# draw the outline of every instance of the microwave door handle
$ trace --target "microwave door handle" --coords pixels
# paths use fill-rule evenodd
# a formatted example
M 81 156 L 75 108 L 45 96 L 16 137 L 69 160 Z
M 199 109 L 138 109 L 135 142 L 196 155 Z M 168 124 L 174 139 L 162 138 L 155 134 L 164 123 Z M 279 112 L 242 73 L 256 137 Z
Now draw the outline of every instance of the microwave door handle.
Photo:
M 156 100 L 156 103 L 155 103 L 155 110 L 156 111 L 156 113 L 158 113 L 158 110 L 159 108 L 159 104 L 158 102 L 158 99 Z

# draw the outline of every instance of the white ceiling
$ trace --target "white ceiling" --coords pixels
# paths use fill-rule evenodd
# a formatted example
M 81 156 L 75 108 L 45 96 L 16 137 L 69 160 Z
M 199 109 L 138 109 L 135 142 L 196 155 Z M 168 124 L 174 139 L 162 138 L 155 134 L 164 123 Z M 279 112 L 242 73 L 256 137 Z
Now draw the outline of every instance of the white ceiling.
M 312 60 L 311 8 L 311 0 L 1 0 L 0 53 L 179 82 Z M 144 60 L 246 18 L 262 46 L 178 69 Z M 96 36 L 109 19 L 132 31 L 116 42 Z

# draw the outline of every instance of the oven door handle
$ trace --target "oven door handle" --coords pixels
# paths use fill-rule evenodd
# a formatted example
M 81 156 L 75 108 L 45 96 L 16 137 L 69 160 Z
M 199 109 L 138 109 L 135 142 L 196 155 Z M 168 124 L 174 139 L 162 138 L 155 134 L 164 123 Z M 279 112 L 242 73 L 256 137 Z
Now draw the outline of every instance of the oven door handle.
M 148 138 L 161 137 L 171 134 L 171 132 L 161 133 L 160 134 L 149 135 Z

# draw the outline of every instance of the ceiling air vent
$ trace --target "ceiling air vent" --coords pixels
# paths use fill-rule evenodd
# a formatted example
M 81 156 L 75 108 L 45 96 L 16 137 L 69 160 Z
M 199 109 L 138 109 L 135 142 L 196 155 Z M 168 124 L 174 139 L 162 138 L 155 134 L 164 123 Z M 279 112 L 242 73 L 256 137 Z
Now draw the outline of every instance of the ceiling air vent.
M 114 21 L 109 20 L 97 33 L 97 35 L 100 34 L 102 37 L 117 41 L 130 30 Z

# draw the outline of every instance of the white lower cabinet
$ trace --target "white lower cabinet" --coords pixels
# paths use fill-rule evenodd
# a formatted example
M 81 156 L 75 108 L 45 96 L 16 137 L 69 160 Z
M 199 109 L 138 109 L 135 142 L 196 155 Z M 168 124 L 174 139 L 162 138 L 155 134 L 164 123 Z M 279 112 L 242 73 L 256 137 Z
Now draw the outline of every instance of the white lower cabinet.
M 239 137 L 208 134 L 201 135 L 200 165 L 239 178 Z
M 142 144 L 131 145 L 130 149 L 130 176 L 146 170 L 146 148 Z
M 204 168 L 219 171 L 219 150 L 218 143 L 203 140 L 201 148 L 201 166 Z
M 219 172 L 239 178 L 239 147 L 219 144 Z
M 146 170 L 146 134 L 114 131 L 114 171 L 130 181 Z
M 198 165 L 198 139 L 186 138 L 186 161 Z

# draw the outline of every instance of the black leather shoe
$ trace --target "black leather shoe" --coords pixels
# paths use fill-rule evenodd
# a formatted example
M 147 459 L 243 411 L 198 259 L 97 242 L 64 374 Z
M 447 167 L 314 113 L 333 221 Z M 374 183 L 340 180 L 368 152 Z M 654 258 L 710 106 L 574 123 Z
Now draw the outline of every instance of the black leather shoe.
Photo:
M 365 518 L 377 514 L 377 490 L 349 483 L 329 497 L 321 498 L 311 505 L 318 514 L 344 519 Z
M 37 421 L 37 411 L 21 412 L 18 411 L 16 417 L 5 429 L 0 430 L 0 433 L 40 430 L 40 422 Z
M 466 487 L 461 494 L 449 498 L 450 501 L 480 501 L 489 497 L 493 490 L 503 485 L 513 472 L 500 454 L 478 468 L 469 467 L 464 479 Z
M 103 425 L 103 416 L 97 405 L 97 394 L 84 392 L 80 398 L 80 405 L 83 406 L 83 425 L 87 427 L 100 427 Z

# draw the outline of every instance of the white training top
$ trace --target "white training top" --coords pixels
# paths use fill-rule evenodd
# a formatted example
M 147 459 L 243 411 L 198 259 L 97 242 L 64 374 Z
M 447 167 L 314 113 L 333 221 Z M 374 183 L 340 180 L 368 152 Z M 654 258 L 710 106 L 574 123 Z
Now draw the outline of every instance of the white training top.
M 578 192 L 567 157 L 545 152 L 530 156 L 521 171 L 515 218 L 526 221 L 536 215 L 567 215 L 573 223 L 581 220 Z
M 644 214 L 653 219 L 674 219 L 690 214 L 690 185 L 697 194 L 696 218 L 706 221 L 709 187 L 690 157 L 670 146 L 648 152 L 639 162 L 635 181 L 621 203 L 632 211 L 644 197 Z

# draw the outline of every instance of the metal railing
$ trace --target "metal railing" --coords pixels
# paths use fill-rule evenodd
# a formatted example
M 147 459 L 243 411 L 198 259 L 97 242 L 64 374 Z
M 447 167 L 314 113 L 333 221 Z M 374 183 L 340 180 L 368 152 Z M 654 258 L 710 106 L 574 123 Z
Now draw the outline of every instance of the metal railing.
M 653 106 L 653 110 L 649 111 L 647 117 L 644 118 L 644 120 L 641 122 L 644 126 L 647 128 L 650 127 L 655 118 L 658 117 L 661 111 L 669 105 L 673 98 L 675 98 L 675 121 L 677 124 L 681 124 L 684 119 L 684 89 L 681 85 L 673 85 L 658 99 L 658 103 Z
● ● ● ● ● ● ●
STATED PROBLEM :: Retype each record exactly, leaving nothing out.

RESULT FOR THIS TASK ::
# draw the outline of every instance of the microwave door handle
$ trace --target "microwave door handle" --coords pixels
# paths use fill-rule evenodd
# a formatted example
M 81 156 L 75 108 L 45 96 L 16 137 L 69 160 Z
M 199 109 L 138 109 L 135 142 L 196 155 Z M 168 124 L 174 139 L 162 138 L 155 134 L 164 123 Z M 279 112 L 242 73 L 256 137 Z
Now draw the outline of every instance of the microwave door handle.
Photo:
M 156 100 L 156 103 L 155 103 L 155 110 L 156 111 L 156 113 L 158 113 L 158 110 L 159 108 L 159 104 L 158 102 L 158 99 Z

# draw the outline of every instance of the white ceiling
$ trace --target "white ceiling" --coords pixels
# paths use fill-rule evenodd
# a formatted example
M 81 156 L 75 108 L 45 96 L 16 137 L 69 160 Z
M 199 109 L 138 109 L 135 142 L 196 155 Z M 168 124 L 174 139 L 162 138 L 155 134 L 164 123 Z M 279 112 L 242 73 L 256 137 Z
Now draw the outline of every instance of the white ceiling.
M 312 60 L 311 8 L 311 0 L 1 0 L 0 53 L 179 82 Z M 144 60 L 246 18 L 262 46 L 178 69 Z M 96 36 L 109 19 L 132 31 L 116 42 Z

# draw the outline of every instance of the oven door handle
$ trace --target "oven door handle" --coords pixels
# paths use fill-rule evenodd
# a formatted example
M 81 156 L 75 108 L 45 96 L 16 137 L 69 160 Z
M 199 109 L 138 109 L 135 142 L 196 155 Z M 168 124 L 174 139 L 162 138 L 155 134 L 164 123 Z M 279 112 L 242 73 L 256 137 Z
Now draw the outline of every instance of the oven door handle.
M 148 138 L 161 137 L 171 134 L 171 132 L 161 133 L 160 134 L 149 135 Z

# draw the outline of every instance of the ceiling air vent
$ trace --target "ceiling air vent" --coords pixels
# paths use fill-rule evenodd
# a formatted example
M 81 156 L 75 108 L 45 96 L 16 137 L 69 160 Z
M 199 109 L 138 109 L 135 142 L 196 155 Z M 168 124 L 174 139 L 162 138 L 155 134 L 164 123 Z M 279 112 L 242 73 L 256 137 Z
Now draw the outline of every instance of the ceiling air vent.
M 114 21 L 109 20 L 97 33 L 97 35 L 100 34 L 102 37 L 117 41 L 130 30 Z

# draw the outline of every instance of the white lower cabinet
$ trace --target "white lower cabinet" --coords pixels
# paths use fill-rule evenodd
# a formatted example
M 81 156 L 75 108 L 45 96 L 16 137 L 69 160 Z
M 199 109 L 138 109 L 135 142 L 196 155 Z M 168 124 L 174 139 L 162 138 L 155 134 L 164 123 Z M 279 112 L 242 73 L 256 137 Z
Now draw the outline of every instance of the white lower cabinet.
M 239 137 L 208 134 L 201 135 L 200 165 L 239 178 Z
M 142 144 L 131 145 L 130 149 L 130 176 L 146 170 L 146 148 Z
M 204 168 L 219 171 L 219 150 L 218 143 L 203 140 L 201 148 L 201 166 Z
M 219 172 L 239 178 L 239 147 L 219 144 Z
M 146 170 L 146 134 L 114 131 L 114 171 L 130 181 Z
M 198 165 L 198 139 L 186 138 L 186 161 Z

# draw the outline of every instance of the black leather shoe
$ trace --target "black leather shoe" --coords pixels
# paths use fill-rule evenodd
# a formatted example
M 147 459 L 243 411 L 198 259 L 97 242 L 64 374 Z
M 447 167 L 314 113 L 333 221 Z M 374 183 L 340 180 L 368 152 Z M 654 258 L 710 106 L 574 123 Z
Now draw the outline of every instance of the black leather shoe.
Photo:
M 365 518 L 377 514 L 377 490 L 349 483 L 329 497 L 321 498 L 311 505 L 318 514 L 344 519 Z
M 37 421 L 37 411 L 21 412 L 18 411 L 16 417 L 5 429 L 0 430 L 0 433 L 40 430 L 40 422 Z
M 466 487 L 461 494 L 449 498 L 450 501 L 480 501 L 489 497 L 493 490 L 503 485 L 513 472 L 500 454 L 478 468 L 469 467 L 464 479 Z
M 103 425 L 103 416 L 97 405 L 97 394 L 84 392 L 80 398 L 80 405 L 83 406 L 83 425 L 87 427 L 100 427 Z

# draw the outline of every instance of the white training top
$ trace --target "white training top" --coords pixels
# paths use fill-rule evenodd
# a formatted example
M 147 459 L 243 411 L 198 259 L 97 242 L 64 374 Z
M 447 167 L 314 113 L 333 221 Z M 374 183 L 340 180 L 368 152 Z M 654 258 L 710 106 L 574 123 Z
Now draw the outline of every instance of the white training top.
M 578 192 L 567 157 L 545 152 L 530 156 L 521 171 L 515 218 L 526 221 L 536 215 L 567 215 L 573 223 L 581 220 Z
M 644 214 L 653 219 L 674 219 L 690 214 L 690 185 L 697 194 L 696 218 L 706 221 L 709 187 L 690 157 L 670 146 L 648 152 L 639 162 L 635 181 L 621 203 L 632 211 L 644 197 Z

# draw the outline of every instance of the metal railing
$ trace --target "metal railing" --coords pixels
# paths use fill-rule evenodd
# a formatted example
M 147 459 L 243 411 L 198 259 L 97 242 L 64 374 Z
M 447 167 L 314 113 L 333 221 Z M 374 183 L 340 180 L 368 152 Z M 654 258 L 710 106 L 574 123 Z
Now draw the outline of every instance of the metal railing.
M 653 106 L 653 110 L 649 111 L 647 117 L 644 118 L 644 120 L 641 122 L 644 126 L 647 128 L 650 127 L 655 118 L 658 117 L 661 111 L 669 105 L 673 98 L 675 98 L 675 121 L 677 124 L 681 124 L 684 119 L 684 89 L 681 85 L 673 85 L 658 99 L 658 103 Z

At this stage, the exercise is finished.